VORLIEGENDER TEXT —

„Initiative Bidirektionales Laden“ fordert schnelle Vorgaben
Die im Herbst 2021 gegründete „Initiative Bidirektionales Laden“ hat ein Positionspapier zur Förderung der Technologie veröffentlicht. Die insgesamt 17 Mitglieder wollen sich dafür einsetzen, die für das bidirektionale Laden notwendigen regulatorischen Rahmenbedingungen zielführend voranzubringen.
Mit den vorgeschlagenen Maßnahmen soll das bidirektionale Laden wirtschaftlich für Unternehmen wie Verbraucher interessant werden. Die an die Politik gestellten Forderungen sollen dazu beitragen, das „ökologische und volkswirtschaftliche Potenzial der Technologie voll auszuschöpfen“.
Die Initiative ist ein Zusammenschluss von Unternehmen der Automobil-, Energie- und Ladeinfrastrukturbranche, die von einer Parkhausgesellschaft, einem Softwarespezialisten sowie zwei Beratungshäusern flankiert werden. „Es geht uns darum, das bidirektionale Laden als einen wichtigen und entscheidenden Baustein der Energie- und Verkehrswende in Politik und Gesellschaft zu verankern und dann auch unternehmerisch umzusetzen“, erklärt Marcus Fendt, Geschäftsführer von The Mobility House.
Über die Tochter Elli ist auch der VW-Konzern an der „Initiative Bidirektionales Laden“ beteiligt. Bereits vor über einem Jahr hat Elli-Manager Martin Roemheld bei unserer Online-Konferenz „electrive.net LIVE“ sich dafür eingesetzt, das Potenzial der Speicherkapazität in Elektroautos zu nutzen – und forderte bereits damals eine „sehr viel engere“ Zusammenarbeit von Autobranche, Energiesektor und Politik, damit das bidirektionale Laden ein Erfolg werden kann.
In der Mitteilung der Initiative gibt Roemheld nun an, dass sich die Technologie „in einem fortgeschrittenem Entwicklungsstadium“ befinde – der Entwicklungsvorstand der Marke Volkswagen, Thomas Ulbrich, hatte vor rund zwei Wochen angekündigt, dass die MEB-Fahrzeuge mit 77-kWh-Batterie mit der Software-Version 3.1 die bidirektionale Ladefunktion erhalten werden. „Damit kann es das Fahrzeug. Ab dann kommt es auf die Infrastruktur an“, so der Manager. „Wir als Volkswagen haben uns diesem Zukunftsfeld verschrieben. Wir sind uns aber auch bewusst: Wenn wir mit dem Fahrzeug in den Markt gehen, werden wir in dem weiteren Prozess Pionierarbeit im Gesamtsystem bis hin zur Gesetzgebung leisten müssen.“
Das merkt auch Roemheld an: „Noch fehlen die regulatorischen Rahmenbedingungen, um das bidirektionale Laden auch für alle Beteiligten interessant zu machen.“ Diese Lücke will die gestartete Initiative schließen. Zu den vorgeschlagenen Maßnahmen gehören wenig überraschend die „konkrete, einheitliche Legaldefinition als Voraussetzung für technische und energiewirtschaftliche Entwicklungen“ als auch ein „spezielles, zeitlich befristetes Förderprogramm für bidirektionale Ladeinfrastruktur, um weitere Lock-In Effekte durch die ausschließliche Unterstützung unidirektionaler Ladeinfrastruktur zu verhindern“, wie es in der Mitteilung heißt.

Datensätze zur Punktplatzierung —
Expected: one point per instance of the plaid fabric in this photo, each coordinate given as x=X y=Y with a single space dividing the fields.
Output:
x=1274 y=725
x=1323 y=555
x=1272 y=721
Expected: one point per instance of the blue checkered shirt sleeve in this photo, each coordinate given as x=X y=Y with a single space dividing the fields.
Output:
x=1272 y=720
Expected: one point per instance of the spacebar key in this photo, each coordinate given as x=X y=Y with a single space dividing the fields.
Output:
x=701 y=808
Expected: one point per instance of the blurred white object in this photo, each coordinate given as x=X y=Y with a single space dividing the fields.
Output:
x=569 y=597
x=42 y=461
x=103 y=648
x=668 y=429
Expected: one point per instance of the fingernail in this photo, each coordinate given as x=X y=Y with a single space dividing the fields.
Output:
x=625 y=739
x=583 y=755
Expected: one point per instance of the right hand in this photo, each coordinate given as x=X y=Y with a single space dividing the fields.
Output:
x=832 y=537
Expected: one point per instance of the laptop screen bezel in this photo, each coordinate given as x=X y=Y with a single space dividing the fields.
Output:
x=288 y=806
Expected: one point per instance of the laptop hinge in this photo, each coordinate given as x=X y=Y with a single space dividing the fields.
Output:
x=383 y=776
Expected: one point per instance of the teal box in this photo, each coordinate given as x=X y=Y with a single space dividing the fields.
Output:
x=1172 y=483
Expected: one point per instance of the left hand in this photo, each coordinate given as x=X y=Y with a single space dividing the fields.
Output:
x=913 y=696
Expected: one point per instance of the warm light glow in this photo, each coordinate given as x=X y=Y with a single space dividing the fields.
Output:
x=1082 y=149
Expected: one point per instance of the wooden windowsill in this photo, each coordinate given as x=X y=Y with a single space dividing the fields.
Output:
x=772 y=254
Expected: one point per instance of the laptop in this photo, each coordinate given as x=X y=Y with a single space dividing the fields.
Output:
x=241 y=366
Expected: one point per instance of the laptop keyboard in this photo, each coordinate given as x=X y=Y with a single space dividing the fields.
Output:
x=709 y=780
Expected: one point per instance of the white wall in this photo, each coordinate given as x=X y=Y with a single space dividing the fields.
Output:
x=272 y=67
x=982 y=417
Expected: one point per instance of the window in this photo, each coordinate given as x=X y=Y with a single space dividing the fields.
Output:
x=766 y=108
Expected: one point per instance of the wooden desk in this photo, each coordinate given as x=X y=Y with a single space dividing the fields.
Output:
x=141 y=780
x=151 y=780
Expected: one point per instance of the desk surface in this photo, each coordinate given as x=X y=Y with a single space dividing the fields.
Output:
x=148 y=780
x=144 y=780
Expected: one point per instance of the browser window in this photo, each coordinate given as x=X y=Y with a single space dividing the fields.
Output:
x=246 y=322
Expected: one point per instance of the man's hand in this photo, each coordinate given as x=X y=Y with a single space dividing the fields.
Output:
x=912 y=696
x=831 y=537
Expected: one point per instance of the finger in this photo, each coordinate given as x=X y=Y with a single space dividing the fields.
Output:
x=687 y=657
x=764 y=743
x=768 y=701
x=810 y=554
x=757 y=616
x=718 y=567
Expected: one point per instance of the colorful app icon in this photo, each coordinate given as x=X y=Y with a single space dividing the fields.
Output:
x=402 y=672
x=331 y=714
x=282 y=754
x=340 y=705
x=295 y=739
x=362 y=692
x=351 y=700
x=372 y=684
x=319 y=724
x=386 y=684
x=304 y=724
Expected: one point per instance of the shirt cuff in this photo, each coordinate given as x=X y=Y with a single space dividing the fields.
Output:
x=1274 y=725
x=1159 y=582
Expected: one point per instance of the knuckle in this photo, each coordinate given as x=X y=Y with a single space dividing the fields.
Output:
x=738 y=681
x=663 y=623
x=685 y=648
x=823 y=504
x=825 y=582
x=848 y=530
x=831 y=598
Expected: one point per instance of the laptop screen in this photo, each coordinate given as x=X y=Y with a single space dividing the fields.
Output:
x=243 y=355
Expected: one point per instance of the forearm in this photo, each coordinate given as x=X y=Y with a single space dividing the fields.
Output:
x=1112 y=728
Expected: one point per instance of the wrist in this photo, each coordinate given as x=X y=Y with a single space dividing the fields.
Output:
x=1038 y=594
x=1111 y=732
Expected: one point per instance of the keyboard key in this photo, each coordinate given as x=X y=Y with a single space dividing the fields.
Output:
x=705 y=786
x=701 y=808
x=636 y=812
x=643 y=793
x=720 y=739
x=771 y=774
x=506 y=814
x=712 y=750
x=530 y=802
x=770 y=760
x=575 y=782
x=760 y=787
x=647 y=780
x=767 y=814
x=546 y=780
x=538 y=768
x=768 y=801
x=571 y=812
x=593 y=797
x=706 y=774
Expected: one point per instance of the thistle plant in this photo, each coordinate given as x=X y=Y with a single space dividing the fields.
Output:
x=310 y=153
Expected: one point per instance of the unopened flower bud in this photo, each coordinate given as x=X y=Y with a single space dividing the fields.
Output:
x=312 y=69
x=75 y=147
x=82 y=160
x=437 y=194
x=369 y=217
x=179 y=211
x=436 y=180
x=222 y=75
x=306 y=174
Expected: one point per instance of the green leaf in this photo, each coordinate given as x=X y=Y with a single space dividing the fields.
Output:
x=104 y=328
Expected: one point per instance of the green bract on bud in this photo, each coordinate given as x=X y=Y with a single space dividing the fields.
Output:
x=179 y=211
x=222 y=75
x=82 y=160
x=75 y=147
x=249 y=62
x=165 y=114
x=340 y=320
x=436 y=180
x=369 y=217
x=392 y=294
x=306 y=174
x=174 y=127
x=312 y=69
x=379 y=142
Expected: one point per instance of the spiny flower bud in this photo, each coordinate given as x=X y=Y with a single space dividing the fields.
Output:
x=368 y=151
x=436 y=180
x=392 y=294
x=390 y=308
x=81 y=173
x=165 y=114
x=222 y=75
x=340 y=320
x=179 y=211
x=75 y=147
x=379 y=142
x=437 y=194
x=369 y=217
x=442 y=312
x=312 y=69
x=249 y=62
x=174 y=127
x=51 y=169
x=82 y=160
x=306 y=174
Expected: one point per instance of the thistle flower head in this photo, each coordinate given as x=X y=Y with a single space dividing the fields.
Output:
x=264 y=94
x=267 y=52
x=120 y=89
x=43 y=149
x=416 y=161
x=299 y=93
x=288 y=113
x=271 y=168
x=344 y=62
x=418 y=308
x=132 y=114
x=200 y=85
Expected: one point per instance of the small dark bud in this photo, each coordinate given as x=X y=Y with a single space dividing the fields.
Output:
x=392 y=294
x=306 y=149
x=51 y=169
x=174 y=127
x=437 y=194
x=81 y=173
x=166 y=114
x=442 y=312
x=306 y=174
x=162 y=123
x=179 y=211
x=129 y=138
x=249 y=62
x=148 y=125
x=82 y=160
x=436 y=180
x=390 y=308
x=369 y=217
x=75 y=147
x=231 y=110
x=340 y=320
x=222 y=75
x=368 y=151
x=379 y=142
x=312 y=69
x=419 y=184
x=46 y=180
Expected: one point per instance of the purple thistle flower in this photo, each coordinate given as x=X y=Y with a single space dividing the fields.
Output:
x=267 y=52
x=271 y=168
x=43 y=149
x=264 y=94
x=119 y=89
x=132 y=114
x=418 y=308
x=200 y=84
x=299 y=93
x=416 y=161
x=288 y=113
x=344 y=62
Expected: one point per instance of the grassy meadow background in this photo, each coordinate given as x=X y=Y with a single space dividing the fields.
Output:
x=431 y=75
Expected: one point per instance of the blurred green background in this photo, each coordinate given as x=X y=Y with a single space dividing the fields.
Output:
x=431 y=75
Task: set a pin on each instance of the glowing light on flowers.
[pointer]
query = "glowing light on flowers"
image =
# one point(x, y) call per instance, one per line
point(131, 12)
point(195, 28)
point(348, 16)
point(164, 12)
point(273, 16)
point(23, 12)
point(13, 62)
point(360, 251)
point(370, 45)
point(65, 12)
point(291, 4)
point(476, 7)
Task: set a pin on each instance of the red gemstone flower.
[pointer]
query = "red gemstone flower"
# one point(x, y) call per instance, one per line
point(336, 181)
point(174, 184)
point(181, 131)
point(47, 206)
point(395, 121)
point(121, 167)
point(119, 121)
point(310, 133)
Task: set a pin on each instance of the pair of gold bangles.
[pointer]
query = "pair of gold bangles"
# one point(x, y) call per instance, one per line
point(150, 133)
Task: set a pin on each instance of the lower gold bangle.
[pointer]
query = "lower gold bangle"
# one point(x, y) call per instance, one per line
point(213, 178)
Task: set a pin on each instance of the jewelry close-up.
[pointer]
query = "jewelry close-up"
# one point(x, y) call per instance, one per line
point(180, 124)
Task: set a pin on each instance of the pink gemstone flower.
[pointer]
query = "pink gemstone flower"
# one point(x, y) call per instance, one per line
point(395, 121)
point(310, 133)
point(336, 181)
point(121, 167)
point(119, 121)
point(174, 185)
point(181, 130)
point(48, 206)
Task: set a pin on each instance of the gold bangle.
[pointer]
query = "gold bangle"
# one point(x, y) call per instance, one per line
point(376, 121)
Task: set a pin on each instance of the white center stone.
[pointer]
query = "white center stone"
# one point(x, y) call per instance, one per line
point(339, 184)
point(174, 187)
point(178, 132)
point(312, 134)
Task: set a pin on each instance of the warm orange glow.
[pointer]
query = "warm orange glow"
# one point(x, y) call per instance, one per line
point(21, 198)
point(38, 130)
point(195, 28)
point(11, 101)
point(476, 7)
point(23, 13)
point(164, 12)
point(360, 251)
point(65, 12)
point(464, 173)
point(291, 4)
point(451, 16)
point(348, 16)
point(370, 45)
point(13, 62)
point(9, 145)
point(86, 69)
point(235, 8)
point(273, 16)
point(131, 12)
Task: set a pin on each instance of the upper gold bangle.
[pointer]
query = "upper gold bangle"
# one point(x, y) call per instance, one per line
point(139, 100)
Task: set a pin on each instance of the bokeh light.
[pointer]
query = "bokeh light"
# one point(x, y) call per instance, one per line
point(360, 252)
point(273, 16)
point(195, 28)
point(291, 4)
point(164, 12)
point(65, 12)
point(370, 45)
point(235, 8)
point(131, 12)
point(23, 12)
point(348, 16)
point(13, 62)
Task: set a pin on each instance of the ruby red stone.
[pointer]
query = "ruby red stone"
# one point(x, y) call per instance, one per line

AUFGABENSTELLUNG — Gib aus dem Text zum bidirektionalen Laden den Abschnitt wörtlich wieder, der mit den Worten „Über die Tochter“ beginnt und mit „Erfolg werden kann.“ schließt.

ANTWORT —
Über die Tochter Elli ist auch der VW-Konzern an der „Initiative Bidirektionales Laden“ beteiligt. Bereits vor über einem Jahr hat Elli-Manager Martin Roemheld bei unserer Online-Konferenz „electrive.net LIVE“ sich dafür eingesetzt, das Potenzial der Speicherkapazität in Elektroautos zu nutzen – und forderte bereits damals eine „sehr viel engere“ Zusammenarbeit von Autobranche, Energiesektor und Politik, damit das bidirektionale Laden ein Erfolg werden kann.